» PROBLEM TO SOLVE
The answer must be an exact copy of every record below.

● ● ● ●

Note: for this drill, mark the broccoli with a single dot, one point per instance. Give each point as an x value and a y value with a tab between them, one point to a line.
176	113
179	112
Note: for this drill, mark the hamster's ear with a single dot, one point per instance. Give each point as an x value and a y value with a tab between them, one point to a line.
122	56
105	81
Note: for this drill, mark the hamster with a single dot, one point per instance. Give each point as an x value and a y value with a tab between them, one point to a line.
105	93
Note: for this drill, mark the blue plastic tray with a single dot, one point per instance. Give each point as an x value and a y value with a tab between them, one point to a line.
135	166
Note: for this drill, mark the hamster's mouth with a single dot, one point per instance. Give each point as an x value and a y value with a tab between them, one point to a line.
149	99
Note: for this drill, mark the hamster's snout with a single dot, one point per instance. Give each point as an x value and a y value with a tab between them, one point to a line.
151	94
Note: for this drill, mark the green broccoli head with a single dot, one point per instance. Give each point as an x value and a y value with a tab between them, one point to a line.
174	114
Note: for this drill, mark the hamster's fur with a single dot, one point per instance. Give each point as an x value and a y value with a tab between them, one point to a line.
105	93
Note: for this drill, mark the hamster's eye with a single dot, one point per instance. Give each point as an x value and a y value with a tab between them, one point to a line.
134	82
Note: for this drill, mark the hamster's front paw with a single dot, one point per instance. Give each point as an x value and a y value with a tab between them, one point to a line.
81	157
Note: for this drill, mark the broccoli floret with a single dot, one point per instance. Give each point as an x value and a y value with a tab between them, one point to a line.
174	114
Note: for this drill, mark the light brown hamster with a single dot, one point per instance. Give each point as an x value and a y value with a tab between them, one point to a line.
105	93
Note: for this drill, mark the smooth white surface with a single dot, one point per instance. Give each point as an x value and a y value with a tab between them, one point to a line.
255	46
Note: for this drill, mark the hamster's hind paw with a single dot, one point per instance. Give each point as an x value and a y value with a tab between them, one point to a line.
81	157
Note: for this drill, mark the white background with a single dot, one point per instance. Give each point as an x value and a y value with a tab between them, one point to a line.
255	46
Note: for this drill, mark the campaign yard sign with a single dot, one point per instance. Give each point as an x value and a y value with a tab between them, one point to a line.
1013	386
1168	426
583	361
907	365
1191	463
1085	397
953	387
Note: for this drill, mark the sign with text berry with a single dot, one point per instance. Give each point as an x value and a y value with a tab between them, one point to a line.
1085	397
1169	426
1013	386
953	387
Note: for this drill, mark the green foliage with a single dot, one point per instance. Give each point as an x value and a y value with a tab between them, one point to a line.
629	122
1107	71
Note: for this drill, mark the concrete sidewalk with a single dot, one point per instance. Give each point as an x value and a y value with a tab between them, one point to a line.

● ● ● ●

» ANSWER TO THE EXERCISE
Note: for this drill, mark the broccoli with a single dot, one point per instance. Give each point as an x value and a y value with a tab between them, one point to a line.
176	113
179	112
Note: for this drill, mark the hamster's ear with a single dot, one point per instance. Give each point as an x value and a y value with a tab between them, one point to a line.
122	56
105	81
Note: for this drill, mark the hamster with a single dot, one point per instance. Give each point as an x value and a y value with a tab between them, one point to a line.
105	93
Note: for this drill, mark the blue plastic tray with a single dot, one point per instance. Give each point as an x value and a y value with a tab between them, one point to a line.
135	166
Note: for this drill, mark the hamster's mouth with a single dot, one point per instance. Give each point as an x value and a y value with a tab between them, one point to a line.
149	99
Note: for this drill, mark the hamster's snout with a single dot, one point per instance. Give each point as an x value and a y value with a tab between them, one point to a line.
151	94
Note: for this drill, mark the green broccoli head with a single dot, one point per instance. Give each point as an x value and a y value with a tab between them, one point to a line.
174	114
Note: for this drill, mark the hamster's fur with a single dot, one point per instance. Give each point as an x value and a y value with a tab between them, one point to a line.
105	93
Note: for this drill, mark the hamster's eye with a single dot, one point per instance. Give each point as an x value and a y value with a tab between them, one point to a line.
134	82
Note: for this drill, mark the hamster's front paw with a single dot, one point per instance. Give each point as an x value and a y value with a tab between them, one point to a line.
81	157
Note: for this drill, mark the broccoli floret with a single dot, one point per instance. Give each point as an x value and a y value with a tab between them, one point to a line.
174	114
Note: for this drill, mark the light brown hamster with a single dot, one point per instance. Give each point as an x value and a y value with a tab between them, one point to a line.
105	93
Note: for this drill, mark the smooth white surface with a single dot, one point per instance. Give each point as an x value and a y value with a tab between them, one point to a line.
255	46
Note: for this drill, mark the hamster's hind paw with a single dot, one point per instance. Give each point as an x value and a y value with a tab between them, one point to a line.
81	157
Note: for this drill, mark the white background with a single dot, one point per instance. Give each point as an x value and a y value with a tab between them, one point to a line.
255	46
Note: for this drill, mark the campaign yard sign with a single dot, one point per instance. Give each point as an x value and a y value with a tab between them, one point to a line.
1013	386
1168	426
583	361
907	365
1191	463
1085	397
953	387
Note: for this drill, mark the sign with text berry with a single dot, one point per instance. Give each point as an x value and a y value with a tab between them, one point to a line.
1085	397
1169	426
1013	386
953	387
Note: for this drill, mark the green foliage with a single dot, one point per instance. Give each point as an x value and a y value with a tab between them, one point to a line.
629	122
1107	71
Note: for this drill, mark the concrete sidewalk with a single dot, one point per instance. Give each point as an x value and a y value with a tab between them, one point to a line.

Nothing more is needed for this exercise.